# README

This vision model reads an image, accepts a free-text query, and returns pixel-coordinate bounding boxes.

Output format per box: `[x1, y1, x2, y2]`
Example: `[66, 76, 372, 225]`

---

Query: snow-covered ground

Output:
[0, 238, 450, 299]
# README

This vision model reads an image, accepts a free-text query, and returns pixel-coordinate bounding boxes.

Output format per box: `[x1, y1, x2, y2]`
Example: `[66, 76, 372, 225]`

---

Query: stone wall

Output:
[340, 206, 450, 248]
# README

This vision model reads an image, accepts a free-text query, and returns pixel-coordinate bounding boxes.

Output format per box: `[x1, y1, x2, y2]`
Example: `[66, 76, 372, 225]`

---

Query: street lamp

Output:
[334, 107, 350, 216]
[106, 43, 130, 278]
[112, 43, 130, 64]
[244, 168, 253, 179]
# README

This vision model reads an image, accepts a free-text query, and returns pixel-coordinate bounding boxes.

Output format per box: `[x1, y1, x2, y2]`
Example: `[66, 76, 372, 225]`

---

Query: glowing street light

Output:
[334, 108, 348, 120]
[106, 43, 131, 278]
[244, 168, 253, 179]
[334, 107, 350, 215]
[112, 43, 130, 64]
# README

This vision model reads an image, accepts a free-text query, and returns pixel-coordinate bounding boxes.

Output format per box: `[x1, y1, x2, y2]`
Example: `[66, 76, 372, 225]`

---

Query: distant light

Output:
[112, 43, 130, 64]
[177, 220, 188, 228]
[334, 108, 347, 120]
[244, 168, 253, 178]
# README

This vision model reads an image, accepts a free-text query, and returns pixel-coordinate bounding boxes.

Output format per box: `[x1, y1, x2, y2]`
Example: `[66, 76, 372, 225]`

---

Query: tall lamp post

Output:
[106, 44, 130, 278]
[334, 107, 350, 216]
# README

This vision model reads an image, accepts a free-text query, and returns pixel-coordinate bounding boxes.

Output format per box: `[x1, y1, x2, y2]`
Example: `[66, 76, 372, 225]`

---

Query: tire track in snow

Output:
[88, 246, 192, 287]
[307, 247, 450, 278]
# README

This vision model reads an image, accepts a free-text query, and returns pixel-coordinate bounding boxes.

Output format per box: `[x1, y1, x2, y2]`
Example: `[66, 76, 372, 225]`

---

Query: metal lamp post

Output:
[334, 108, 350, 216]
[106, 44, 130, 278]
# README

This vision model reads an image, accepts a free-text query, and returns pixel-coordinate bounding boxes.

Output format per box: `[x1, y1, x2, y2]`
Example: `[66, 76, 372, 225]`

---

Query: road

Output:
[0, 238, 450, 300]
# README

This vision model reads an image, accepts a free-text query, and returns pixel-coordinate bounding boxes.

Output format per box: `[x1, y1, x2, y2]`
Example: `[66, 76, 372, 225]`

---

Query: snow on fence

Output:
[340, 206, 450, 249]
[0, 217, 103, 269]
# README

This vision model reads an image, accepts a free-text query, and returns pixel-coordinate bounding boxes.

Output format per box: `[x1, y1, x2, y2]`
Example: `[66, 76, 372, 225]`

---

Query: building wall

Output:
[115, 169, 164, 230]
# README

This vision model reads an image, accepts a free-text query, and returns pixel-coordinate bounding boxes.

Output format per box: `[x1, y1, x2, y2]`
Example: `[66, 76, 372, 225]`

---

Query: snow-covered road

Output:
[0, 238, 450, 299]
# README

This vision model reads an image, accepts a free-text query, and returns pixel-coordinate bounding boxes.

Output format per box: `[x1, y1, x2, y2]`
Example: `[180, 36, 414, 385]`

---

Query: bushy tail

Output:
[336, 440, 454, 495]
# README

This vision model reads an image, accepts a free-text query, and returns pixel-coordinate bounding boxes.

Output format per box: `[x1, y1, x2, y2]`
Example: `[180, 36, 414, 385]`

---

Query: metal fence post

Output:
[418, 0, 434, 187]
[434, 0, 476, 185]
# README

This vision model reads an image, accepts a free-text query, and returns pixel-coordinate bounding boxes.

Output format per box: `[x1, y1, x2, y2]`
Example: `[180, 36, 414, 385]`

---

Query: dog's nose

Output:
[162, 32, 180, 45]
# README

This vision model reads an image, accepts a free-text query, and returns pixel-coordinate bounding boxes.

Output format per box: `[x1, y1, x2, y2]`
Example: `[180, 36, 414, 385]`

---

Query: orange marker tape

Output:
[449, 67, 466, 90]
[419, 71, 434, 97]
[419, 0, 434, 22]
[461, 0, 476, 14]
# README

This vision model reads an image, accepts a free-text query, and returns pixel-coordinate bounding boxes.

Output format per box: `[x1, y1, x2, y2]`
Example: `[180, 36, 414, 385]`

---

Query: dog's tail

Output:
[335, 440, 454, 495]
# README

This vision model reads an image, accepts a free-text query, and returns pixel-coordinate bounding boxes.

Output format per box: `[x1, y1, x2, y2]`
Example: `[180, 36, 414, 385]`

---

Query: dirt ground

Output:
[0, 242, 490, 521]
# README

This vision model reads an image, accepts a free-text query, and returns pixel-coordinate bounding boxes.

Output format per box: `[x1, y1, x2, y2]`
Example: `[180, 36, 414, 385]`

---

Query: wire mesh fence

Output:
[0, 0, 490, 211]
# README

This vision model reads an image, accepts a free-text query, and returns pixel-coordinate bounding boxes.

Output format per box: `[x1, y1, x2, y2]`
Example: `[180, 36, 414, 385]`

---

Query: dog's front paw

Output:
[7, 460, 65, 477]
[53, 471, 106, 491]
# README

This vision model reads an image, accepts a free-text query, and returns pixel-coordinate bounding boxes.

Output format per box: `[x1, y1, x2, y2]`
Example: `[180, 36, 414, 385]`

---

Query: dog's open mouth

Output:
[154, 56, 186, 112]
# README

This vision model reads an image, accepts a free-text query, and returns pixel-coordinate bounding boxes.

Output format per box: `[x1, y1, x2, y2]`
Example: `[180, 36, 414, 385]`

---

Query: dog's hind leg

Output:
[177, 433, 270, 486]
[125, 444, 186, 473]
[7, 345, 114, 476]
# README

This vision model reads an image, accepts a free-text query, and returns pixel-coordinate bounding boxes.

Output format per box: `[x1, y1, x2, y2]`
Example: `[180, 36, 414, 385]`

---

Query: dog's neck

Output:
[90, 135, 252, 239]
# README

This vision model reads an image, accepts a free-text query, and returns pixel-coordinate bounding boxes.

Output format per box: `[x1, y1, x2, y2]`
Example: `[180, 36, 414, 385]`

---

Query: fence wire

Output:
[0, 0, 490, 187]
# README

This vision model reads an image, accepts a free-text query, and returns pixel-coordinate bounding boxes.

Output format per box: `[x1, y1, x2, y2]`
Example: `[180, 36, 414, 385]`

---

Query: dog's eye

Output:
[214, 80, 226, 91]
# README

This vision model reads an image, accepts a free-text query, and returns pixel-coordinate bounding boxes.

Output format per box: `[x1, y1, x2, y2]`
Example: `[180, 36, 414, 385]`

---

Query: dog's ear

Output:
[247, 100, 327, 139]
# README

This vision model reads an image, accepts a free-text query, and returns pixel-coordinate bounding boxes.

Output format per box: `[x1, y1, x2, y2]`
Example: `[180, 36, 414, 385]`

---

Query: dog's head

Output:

◇ ◇ ◇ ◇ ◇

▶ PROMPT
Locate every line in the listing above that contains the string "metal", and copy each of those lines.

▶ ANSWER FOR THE TASK
Query: metal lamp post
Query: metal fence post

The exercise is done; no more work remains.